SOURCE EXTRACT:
──────────
In some examples, the carbon-based structure may include a highly-ordered network of CNT. Alternatively or additionally, as illustrated in FIGS. 2A and 2B, the carbon-based structure 4 may include a random network 7 of CNT. In some examples, the random network of CNT may include CNT sponges.

Alternatively or additionally, as illustrated in FIGS. 3A and 3B, the carbon-based structure may include a glassy carbon nanolattice 8 and/or a CNT nanolattice 8.

In some examples, the glassy carbon nanolattice 8 further includes a thin layer of metal to enhance the electrical conductivity of the nanolattice. The thin layer of metal may include a thin layer of at least one of lead, platinum, gold or titanium, but other metals are envisaged.

Alternatively or additionally, one or more types of CNTs may be chosen among different types of CNTs in order to obtain suitable mechanical and electrical properties of the one or more structures 4. The different types of CNTs include at least one of CNTs with different numbers of walls, different chiralities, different beam or string diameters and/or different surface chemistries. It should be understood that chirality may have an impact directly on electrical properties of the CNTs, but may also have an impact indirectly on a size and a stability of the CNTs. It should be understood that surface properties may have an impact on how the CNTs conduct electricity and on how the CNTs react between themselves, with other carbon allotropes and/or with the matrix. The surface properties may also contribute to the architecture topology and stability of the structure, and may contribute to integration of the structure within the surrounding matrix.

Alternatively or additionally, the structure may include a structure made of nanowires and/or nanofibers, as non-limiting examples. The nanowires and/or nanofibers may be composed of at least one of:

one or more metals (non-limiting examples include silver, tungsten, nickel, copper, gold, zinc, platinum, tin and relative alloys);

semiconductors (non-limiting examples include silicon, indium phosphide, gallium nitride or carbon); and/or

superconductors (such as yttrium barium copper oxide YBCO).

Alternatively or additionally, the structure may include a structure made of nanowires and/or nanofibers composed of insulators (non-limiting examples include SiO₂ and TiO₂). Non-conductive nanowires and/or nanofibers may be used to improve the mechanical properties of the structures.
──────────
RECORDS SHOWN:
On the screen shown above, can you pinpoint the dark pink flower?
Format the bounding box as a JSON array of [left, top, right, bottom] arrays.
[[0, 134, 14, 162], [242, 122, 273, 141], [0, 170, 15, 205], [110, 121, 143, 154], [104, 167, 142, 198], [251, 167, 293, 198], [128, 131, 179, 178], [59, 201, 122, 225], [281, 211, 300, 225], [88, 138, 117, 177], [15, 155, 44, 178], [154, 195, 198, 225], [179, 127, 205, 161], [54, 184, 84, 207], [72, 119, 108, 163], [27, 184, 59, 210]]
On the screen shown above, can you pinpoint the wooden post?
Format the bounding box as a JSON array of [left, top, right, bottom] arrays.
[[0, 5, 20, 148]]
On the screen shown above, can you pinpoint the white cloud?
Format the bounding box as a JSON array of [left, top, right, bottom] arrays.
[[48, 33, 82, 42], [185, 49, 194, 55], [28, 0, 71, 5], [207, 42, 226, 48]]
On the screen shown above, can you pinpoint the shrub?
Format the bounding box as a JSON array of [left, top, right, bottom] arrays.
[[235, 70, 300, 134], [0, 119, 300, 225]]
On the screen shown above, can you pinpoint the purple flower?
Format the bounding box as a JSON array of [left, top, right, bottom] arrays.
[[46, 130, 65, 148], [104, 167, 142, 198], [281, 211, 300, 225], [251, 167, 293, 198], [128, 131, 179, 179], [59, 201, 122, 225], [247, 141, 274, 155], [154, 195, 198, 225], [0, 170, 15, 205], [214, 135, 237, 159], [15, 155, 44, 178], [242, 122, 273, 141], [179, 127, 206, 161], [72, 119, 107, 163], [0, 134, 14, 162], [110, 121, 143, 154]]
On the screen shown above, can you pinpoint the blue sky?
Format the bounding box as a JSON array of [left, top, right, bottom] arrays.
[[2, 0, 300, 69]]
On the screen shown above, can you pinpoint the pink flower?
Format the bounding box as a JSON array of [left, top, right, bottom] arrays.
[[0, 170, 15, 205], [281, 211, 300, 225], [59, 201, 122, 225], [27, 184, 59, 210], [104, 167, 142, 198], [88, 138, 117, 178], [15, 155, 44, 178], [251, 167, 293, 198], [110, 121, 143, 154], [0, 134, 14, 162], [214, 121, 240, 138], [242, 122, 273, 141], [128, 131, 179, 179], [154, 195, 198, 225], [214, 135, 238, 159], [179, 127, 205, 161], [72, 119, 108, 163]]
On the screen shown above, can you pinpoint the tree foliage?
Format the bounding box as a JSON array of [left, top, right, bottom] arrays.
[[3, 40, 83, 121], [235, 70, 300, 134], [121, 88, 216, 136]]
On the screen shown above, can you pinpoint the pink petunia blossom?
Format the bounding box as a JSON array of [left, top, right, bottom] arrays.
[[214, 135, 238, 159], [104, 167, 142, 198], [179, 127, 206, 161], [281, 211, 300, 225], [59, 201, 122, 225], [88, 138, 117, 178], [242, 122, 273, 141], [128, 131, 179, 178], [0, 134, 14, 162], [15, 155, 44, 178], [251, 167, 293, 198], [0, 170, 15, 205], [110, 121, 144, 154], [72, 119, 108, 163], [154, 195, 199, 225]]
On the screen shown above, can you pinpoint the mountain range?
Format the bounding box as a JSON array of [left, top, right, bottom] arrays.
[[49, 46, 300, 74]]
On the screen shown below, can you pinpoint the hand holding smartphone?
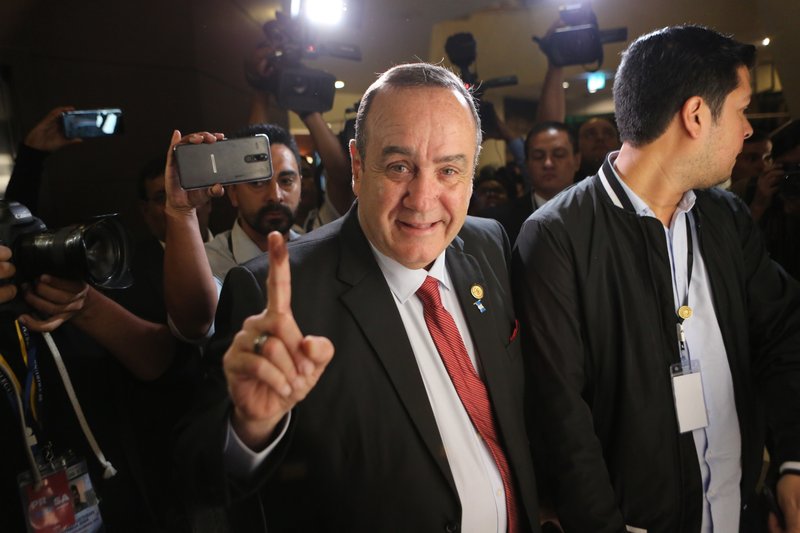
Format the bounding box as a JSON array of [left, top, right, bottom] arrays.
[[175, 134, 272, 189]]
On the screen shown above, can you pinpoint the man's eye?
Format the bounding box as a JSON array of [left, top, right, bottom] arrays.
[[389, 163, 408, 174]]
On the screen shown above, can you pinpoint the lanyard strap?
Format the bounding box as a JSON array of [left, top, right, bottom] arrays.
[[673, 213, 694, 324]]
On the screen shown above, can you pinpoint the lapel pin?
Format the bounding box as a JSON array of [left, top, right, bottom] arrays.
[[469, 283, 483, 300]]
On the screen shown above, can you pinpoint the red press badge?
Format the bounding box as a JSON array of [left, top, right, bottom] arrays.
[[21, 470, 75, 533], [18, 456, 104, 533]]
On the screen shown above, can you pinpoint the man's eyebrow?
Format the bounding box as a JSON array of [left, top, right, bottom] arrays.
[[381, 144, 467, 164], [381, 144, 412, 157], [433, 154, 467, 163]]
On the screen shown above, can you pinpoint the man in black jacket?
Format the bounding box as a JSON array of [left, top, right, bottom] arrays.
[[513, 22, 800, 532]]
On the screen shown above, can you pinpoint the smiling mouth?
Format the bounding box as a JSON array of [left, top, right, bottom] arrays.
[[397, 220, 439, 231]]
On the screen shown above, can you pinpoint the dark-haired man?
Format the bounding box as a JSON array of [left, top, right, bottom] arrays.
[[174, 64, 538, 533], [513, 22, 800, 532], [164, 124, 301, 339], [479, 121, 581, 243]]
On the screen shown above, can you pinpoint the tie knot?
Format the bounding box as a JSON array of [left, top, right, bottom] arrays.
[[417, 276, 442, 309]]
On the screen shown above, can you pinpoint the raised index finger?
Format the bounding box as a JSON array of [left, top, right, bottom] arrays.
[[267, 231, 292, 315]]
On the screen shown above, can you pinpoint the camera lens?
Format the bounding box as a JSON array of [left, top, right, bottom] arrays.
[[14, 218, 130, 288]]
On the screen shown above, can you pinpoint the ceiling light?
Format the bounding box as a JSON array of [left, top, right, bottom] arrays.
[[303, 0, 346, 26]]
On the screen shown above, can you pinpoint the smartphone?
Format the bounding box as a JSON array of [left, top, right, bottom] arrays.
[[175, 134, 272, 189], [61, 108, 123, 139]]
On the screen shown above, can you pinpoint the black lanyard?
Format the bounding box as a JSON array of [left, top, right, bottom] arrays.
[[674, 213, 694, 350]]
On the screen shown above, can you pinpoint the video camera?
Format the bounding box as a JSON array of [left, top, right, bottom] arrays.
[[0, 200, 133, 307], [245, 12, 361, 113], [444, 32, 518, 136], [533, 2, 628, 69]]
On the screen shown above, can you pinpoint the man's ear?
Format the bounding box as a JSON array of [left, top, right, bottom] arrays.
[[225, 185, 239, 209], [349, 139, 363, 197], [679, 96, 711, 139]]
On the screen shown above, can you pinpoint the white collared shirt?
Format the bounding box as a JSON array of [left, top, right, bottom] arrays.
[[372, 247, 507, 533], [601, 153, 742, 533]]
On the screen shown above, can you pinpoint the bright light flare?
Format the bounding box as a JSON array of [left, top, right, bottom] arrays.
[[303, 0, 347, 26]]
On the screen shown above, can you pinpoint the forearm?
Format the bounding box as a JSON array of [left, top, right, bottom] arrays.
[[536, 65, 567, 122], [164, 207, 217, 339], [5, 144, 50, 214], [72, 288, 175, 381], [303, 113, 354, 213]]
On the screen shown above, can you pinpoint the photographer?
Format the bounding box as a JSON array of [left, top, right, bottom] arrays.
──────────
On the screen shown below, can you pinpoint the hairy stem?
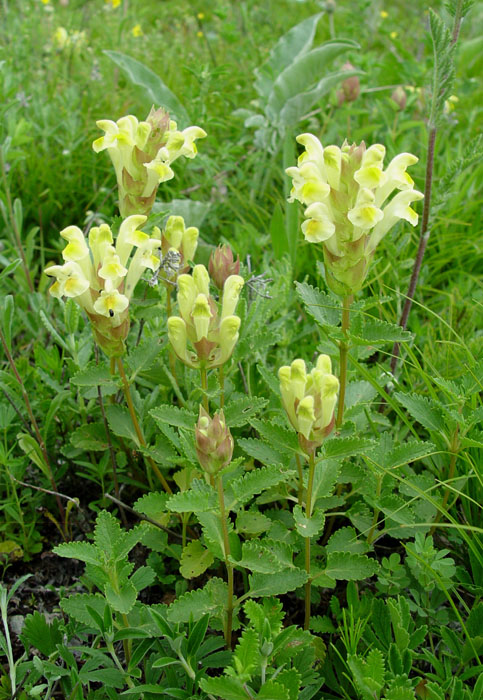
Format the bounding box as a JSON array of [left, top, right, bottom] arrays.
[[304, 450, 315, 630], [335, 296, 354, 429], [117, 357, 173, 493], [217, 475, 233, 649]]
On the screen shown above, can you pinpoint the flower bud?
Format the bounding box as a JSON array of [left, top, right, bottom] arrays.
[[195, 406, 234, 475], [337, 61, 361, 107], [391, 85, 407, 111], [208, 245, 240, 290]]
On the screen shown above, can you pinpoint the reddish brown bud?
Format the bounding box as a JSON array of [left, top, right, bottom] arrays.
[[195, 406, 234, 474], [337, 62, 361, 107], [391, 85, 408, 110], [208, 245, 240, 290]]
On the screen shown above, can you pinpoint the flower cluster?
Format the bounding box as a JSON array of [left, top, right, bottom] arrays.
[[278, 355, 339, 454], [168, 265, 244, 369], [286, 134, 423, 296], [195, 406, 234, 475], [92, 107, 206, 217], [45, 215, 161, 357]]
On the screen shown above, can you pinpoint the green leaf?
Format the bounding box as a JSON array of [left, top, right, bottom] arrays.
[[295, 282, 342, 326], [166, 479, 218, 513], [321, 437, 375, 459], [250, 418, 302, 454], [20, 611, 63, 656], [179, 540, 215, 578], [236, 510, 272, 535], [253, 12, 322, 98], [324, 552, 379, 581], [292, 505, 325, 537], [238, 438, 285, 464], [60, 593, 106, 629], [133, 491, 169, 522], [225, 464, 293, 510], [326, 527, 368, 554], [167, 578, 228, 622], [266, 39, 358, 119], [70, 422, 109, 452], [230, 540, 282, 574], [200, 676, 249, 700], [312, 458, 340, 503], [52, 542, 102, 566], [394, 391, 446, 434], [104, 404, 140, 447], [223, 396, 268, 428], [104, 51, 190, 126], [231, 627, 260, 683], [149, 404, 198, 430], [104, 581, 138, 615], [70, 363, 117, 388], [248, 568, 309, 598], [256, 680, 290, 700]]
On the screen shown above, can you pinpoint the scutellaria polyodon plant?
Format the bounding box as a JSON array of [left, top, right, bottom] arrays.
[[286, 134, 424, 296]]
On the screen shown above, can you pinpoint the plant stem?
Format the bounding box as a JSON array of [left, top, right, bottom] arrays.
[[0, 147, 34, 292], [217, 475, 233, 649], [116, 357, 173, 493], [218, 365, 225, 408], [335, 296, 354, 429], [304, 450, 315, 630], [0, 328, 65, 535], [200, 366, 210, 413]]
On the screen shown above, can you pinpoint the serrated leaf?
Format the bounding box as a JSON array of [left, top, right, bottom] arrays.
──────────
DO THIS: Do these three statements agree with the passage on carbon-based structures? For each, answer yes or no and quote the deciding words from the passage. 1. The thin layer of metal on the glassy carbon nanolattice serves to increase its electrical conductivity. 2. Non-conductive nanowires and nanofibers are used to improve the electrical properties of the structures. 3. A random network of CNT may include CNT sponges.

RESULT:
1. Yes: "further includes a thin layer of metal to enhance the electrical conductivity of the nanolattice"
2. No: "Non-conductive nanowires and/or nanofibers may be used to improve the mechanical properties of the structures."
3. Yes: "the random network of CNT may include CNT sponges"